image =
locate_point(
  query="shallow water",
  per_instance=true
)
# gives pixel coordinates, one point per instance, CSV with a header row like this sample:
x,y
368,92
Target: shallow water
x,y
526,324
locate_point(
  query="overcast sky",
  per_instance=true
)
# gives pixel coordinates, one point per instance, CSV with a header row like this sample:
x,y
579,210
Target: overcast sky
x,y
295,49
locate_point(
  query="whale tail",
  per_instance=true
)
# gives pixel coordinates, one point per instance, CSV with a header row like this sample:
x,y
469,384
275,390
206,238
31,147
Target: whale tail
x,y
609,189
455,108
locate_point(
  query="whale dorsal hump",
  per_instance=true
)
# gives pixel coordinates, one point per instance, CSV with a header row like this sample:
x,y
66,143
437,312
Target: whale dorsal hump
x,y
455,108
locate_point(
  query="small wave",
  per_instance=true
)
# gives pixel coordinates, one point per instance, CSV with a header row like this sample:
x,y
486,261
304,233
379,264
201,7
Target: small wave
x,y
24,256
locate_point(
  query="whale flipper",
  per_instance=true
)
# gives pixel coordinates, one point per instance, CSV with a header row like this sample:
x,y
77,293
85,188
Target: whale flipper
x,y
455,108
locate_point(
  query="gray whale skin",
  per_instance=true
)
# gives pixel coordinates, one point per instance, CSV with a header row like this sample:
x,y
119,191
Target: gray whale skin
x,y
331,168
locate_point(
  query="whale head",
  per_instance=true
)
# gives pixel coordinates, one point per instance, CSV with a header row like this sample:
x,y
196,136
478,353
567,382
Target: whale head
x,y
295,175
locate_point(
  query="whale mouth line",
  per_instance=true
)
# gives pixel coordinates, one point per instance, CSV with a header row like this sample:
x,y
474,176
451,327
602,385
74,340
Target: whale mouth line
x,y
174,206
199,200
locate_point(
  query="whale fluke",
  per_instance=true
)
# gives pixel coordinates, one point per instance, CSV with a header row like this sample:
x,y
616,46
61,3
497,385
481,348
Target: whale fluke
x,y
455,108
● ● ●
* **Exercise instructions**:
Retype the entries one by one, exactly.

* **Answer below**:
image =
locate_point(
  query="shallow water",
  per_instance=true
)
# gives pixel coordinates, one point per instance, CSV with a header row like this sample:
x,y
368,92
Target: shallow water
x,y
526,324
locate_point(
  query="overcast sky",
  per_instance=true
)
# gives pixel coordinates, one point per instance, CSV with a header row like this sample:
x,y
579,210
Target: overcast sky
x,y
295,49
locate_point(
  query="whale tail",
  per_instance=true
)
# gives pixel coordinates, one point per instance, CSV with a header row like this sample:
x,y
469,384
275,390
206,238
31,147
Target: whale tail
x,y
609,189
455,108
locate_point(
  query="whale dorsal hump",
  per_instance=true
)
# gives pixel coordinates, one point per instance, CSV with a header row like this sample:
x,y
66,143
437,312
Target: whale dorsal hump
x,y
455,108
locate_point(
  query="small wave",
  per_instance=true
)
# gives pixel coordinates, one point per instance, CSV with a header row like this sample:
x,y
486,261
304,233
379,264
201,7
Target: small wave
x,y
24,256
locate_point(
  query="whale flipper",
  per_instance=true
)
# gives pixel coordinates, one point per instance, CSV with a header row like this sample:
x,y
77,293
85,188
Target: whale flipper
x,y
455,108
locate_point(
  query="gray whale skin",
  per_instance=true
)
# gives pixel coordinates, one point per instance, CSV with a header row like this sample:
x,y
119,191
Target: gray whale skin
x,y
331,168
locate_point(
  query="whale head",
  per_instance=true
)
# gives pixel coordinates, one point per instance, CSV with a header row like this sample:
x,y
196,136
478,353
567,382
Target: whale head
x,y
295,175
locate_point(
  query="whale mouth line",
  per_instance=true
)
# gives pixel coordinates, one point per instance, CSV with a header row like this sample:
x,y
474,176
451,327
602,385
74,340
Target: whale mouth line
x,y
174,206
199,200
locate_point(
  query="whale fluke",
  per_instance=true
)
# gives pixel coordinates, one point per instance, CSV with a header row like this sample:
x,y
616,46
61,3
497,385
481,348
Target: whale fluke
x,y
455,108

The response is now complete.